> [Material]

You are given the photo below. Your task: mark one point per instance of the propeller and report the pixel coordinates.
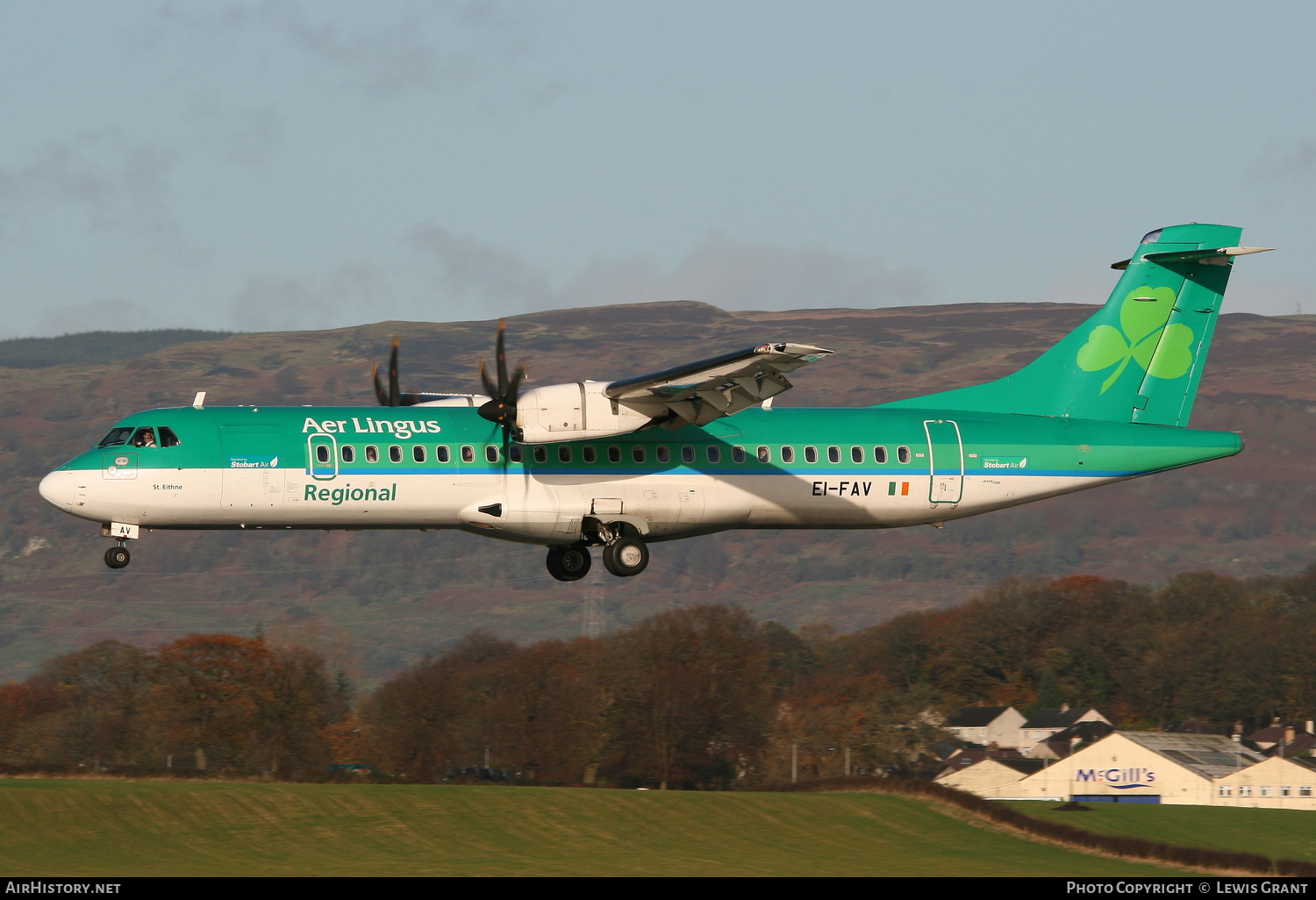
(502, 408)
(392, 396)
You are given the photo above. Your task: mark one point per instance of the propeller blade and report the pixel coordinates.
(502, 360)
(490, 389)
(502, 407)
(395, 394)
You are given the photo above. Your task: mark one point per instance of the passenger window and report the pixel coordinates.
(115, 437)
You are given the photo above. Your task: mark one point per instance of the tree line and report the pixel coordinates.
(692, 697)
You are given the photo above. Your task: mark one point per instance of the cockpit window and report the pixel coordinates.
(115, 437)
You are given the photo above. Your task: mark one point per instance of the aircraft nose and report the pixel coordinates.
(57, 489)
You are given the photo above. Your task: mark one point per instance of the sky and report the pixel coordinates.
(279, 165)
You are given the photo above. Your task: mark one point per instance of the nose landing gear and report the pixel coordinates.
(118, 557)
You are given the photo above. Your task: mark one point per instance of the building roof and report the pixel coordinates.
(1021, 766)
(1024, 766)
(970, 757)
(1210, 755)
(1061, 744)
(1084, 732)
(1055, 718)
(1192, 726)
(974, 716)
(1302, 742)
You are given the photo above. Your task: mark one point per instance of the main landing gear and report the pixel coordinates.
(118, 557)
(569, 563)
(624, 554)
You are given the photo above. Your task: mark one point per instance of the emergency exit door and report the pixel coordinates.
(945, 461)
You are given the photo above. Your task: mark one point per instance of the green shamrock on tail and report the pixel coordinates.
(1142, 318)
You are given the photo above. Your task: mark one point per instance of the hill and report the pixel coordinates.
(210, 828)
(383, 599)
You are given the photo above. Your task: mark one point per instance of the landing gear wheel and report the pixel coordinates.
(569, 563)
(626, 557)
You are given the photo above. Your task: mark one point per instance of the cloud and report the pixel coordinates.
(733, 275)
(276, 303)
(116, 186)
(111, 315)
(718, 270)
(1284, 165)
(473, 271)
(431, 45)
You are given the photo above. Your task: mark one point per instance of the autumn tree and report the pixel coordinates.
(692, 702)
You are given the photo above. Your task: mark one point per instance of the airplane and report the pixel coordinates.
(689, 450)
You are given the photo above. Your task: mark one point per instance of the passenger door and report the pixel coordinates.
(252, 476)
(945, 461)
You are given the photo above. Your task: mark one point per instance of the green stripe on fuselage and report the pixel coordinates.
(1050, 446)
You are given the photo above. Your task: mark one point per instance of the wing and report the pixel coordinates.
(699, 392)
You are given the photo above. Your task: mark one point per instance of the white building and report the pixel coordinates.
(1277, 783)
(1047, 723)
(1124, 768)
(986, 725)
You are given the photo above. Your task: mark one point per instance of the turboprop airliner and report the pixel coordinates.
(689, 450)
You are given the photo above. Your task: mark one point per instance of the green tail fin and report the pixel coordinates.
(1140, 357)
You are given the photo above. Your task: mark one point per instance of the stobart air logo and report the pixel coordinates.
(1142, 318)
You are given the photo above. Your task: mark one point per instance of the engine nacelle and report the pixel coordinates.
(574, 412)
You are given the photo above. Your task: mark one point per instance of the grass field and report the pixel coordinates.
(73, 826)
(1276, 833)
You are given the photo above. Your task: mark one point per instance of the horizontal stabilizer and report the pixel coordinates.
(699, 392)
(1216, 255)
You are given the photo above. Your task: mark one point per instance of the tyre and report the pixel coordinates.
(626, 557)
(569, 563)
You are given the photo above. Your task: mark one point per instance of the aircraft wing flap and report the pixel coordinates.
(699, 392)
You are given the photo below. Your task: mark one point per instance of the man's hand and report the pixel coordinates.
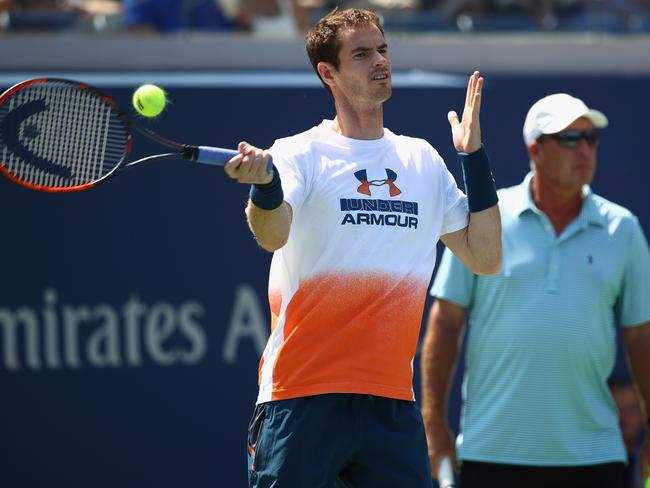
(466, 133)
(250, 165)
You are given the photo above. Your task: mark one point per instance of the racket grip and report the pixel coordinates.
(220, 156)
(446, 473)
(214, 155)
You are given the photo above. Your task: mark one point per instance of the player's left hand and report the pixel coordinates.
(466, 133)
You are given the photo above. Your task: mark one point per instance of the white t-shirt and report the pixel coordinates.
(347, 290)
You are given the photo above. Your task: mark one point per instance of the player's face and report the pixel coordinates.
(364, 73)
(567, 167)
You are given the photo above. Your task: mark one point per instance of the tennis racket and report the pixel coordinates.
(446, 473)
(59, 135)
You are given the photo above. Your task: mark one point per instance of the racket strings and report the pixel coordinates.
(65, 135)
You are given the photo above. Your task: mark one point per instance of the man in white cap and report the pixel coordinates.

> [Work to complete]
Reproduce the material word for word, starting at the line that contains "man's hand and report the pixel coordinates." and ending at the last line of the material, both ends included. Omit the pictures from your reproduction.

> [Written answer]
You are given the photo below. Your task: mark one point per instance of the man's hand and report the pixel coordinates.
(466, 133)
(250, 165)
You are given the photo above. Your task: mark one point per instance of the racket grip and report the pixel coordinates.
(220, 156)
(446, 473)
(214, 155)
You are given the photo above. Your task: mark one point per instance of the player's left hand and report the pixel coordinates.
(466, 133)
You are given the photo above. Your task: mark one point per instance of the white t-shirt and report the pixel coordinates.
(347, 290)
You are given the photo above. Your task: mark one point per instance of the player's face and report the pixel coordinates.
(364, 73)
(567, 167)
You are given the photo above. Your task: mark one point per instance of the tennis racket and report the pixel coordinates.
(446, 473)
(59, 135)
You are given the photo above. Your task: mark one point per instance of the racket strings and report the pixel coordinates.
(65, 135)
You are given the photo above. Your task: mark one point per instance of the man in white cap and report the pixel coordinates.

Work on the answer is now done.